[Object point labels]
○ ○ ○ ○ ○
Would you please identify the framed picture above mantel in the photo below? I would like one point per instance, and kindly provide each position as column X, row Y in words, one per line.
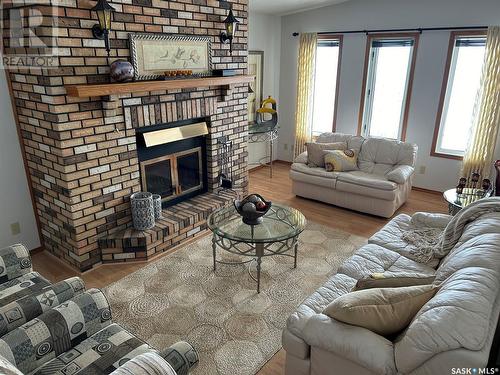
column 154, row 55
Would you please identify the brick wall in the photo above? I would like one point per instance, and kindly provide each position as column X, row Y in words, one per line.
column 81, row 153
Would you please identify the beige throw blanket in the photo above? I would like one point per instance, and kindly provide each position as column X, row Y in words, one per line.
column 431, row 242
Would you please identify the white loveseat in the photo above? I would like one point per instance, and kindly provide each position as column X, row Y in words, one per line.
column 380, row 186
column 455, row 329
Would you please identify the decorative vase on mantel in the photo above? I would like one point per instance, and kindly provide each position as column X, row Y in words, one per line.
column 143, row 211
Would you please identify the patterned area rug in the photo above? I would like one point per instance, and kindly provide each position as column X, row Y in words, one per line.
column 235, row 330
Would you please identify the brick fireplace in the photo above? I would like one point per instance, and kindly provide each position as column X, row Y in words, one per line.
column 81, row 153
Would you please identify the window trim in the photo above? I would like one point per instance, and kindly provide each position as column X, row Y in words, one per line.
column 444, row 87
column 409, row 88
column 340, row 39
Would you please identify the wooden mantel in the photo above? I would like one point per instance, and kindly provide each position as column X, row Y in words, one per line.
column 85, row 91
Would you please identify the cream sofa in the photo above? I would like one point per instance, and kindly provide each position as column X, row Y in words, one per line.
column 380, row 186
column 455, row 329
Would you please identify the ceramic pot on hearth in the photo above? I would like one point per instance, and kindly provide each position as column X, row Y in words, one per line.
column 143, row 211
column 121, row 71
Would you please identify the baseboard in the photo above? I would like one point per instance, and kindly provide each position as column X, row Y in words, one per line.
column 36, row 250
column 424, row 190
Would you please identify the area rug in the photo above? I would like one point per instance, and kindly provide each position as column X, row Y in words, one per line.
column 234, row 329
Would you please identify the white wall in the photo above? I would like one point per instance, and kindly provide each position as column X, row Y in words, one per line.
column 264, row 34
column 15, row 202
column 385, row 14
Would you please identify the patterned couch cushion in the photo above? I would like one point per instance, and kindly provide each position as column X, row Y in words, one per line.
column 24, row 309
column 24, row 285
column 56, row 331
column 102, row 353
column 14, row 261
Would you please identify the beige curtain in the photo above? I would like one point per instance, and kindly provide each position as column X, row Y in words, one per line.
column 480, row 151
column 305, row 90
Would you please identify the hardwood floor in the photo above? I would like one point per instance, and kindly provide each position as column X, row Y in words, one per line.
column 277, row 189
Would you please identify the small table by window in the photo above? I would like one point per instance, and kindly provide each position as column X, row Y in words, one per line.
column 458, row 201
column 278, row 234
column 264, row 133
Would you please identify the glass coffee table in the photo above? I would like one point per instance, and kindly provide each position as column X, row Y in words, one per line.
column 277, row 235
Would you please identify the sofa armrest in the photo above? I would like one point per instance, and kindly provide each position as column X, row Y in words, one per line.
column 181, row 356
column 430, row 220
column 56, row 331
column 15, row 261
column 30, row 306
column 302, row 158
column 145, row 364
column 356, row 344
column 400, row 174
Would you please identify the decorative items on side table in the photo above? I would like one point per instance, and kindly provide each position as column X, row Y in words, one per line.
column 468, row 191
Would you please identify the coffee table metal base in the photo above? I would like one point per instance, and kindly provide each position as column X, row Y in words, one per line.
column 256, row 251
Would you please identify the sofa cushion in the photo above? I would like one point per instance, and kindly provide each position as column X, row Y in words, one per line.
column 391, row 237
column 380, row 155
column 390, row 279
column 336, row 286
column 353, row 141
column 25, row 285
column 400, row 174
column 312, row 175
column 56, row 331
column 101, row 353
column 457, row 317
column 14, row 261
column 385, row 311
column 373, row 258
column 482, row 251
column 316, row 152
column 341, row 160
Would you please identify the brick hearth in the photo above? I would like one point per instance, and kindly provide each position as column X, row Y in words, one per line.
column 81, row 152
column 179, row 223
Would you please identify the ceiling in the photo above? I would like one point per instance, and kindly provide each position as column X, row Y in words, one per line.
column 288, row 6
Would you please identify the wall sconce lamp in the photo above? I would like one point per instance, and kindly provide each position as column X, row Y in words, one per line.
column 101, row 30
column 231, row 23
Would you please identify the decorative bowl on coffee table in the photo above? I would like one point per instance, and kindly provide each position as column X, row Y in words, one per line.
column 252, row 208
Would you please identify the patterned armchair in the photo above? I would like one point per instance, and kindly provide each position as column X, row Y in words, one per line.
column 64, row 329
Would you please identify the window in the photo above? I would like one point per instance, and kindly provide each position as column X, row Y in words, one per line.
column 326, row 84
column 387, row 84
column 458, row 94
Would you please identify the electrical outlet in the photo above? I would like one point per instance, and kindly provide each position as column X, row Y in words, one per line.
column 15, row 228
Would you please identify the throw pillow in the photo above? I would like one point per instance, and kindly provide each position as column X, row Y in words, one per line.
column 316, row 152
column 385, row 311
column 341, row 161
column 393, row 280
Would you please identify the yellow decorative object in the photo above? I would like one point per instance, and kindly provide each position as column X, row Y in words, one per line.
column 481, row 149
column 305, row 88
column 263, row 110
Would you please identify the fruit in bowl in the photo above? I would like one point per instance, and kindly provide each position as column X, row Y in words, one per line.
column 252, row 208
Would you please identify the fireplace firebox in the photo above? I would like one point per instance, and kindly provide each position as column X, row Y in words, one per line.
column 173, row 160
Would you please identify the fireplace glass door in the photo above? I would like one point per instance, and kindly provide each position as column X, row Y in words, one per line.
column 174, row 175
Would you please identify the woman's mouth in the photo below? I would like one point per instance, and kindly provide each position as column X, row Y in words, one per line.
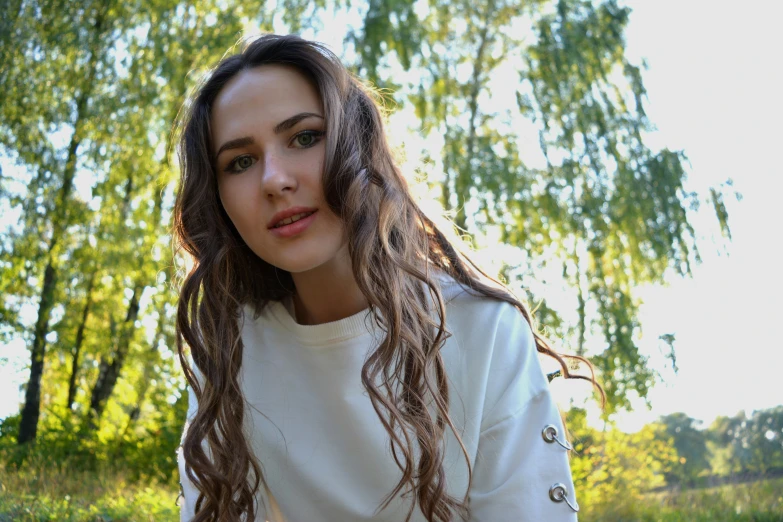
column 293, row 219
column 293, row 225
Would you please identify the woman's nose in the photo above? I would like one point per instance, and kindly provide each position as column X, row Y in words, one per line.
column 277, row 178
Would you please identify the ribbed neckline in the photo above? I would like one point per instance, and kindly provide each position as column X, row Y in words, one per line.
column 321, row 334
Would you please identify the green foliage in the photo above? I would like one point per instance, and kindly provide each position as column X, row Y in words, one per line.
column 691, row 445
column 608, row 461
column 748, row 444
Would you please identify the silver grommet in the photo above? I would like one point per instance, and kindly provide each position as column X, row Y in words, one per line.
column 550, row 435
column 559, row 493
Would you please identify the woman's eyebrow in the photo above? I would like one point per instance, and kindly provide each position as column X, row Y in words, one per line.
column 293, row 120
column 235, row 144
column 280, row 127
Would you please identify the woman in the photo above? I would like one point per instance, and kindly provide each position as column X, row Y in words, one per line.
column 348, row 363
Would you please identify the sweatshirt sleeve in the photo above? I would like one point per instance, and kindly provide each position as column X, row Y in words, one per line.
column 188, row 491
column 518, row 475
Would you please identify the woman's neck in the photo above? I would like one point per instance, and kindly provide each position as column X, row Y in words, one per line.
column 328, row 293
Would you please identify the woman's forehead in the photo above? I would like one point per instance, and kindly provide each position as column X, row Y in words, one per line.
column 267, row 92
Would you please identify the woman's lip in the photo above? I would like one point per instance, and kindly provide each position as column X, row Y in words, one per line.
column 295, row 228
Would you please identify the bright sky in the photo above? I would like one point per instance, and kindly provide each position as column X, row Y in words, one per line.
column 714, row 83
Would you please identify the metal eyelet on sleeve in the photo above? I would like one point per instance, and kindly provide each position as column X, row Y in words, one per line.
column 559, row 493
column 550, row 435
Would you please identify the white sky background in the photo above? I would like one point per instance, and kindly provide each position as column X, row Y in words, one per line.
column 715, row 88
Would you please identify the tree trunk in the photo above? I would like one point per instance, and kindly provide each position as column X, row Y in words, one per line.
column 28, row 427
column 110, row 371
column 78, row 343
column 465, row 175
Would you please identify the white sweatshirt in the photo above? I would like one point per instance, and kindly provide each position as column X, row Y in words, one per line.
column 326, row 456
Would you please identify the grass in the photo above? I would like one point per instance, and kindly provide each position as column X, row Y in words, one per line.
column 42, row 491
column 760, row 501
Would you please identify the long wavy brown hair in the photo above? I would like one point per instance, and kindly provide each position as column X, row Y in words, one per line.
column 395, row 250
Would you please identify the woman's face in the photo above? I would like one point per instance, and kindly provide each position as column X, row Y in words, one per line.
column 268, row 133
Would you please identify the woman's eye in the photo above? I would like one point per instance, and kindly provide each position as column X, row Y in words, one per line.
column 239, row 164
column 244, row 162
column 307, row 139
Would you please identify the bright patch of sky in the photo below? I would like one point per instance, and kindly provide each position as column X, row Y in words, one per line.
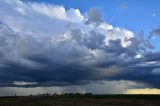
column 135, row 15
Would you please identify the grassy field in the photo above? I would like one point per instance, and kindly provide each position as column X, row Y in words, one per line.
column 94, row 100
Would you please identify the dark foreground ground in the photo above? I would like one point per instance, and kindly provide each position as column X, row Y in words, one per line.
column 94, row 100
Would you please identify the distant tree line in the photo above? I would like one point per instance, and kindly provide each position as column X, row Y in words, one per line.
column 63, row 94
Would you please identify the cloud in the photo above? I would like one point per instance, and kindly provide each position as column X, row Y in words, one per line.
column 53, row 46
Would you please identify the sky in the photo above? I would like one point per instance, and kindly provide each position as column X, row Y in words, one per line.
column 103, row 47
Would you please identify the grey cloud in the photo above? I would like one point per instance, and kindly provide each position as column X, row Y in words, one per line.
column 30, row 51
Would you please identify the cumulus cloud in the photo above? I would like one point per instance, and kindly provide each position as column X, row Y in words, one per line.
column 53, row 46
○ ○ ○ ○ ○
- PROBLEM STATEMENT
Reproduce the listing from the line containing "Would you please identify the sky" through the end of the listing, inclusive, substituting "locate" for every "identify" and changing nothing else.

- FULL RESPONSE
Would you please locate the sky in the photo above? I would like one point per instance, and kindly provide each position as column X, row Y in words, one per line.
column 103, row 47
Would you please locate the grey cloud in the photo above? I would like one point per instance, and kindly provide each position as column X, row Y in words, one per line.
column 30, row 51
Would you please locate the cumulus cloud in the photo above? I would like one point per instance, and kindly provide each position as column X, row Y in words, one per line.
column 53, row 46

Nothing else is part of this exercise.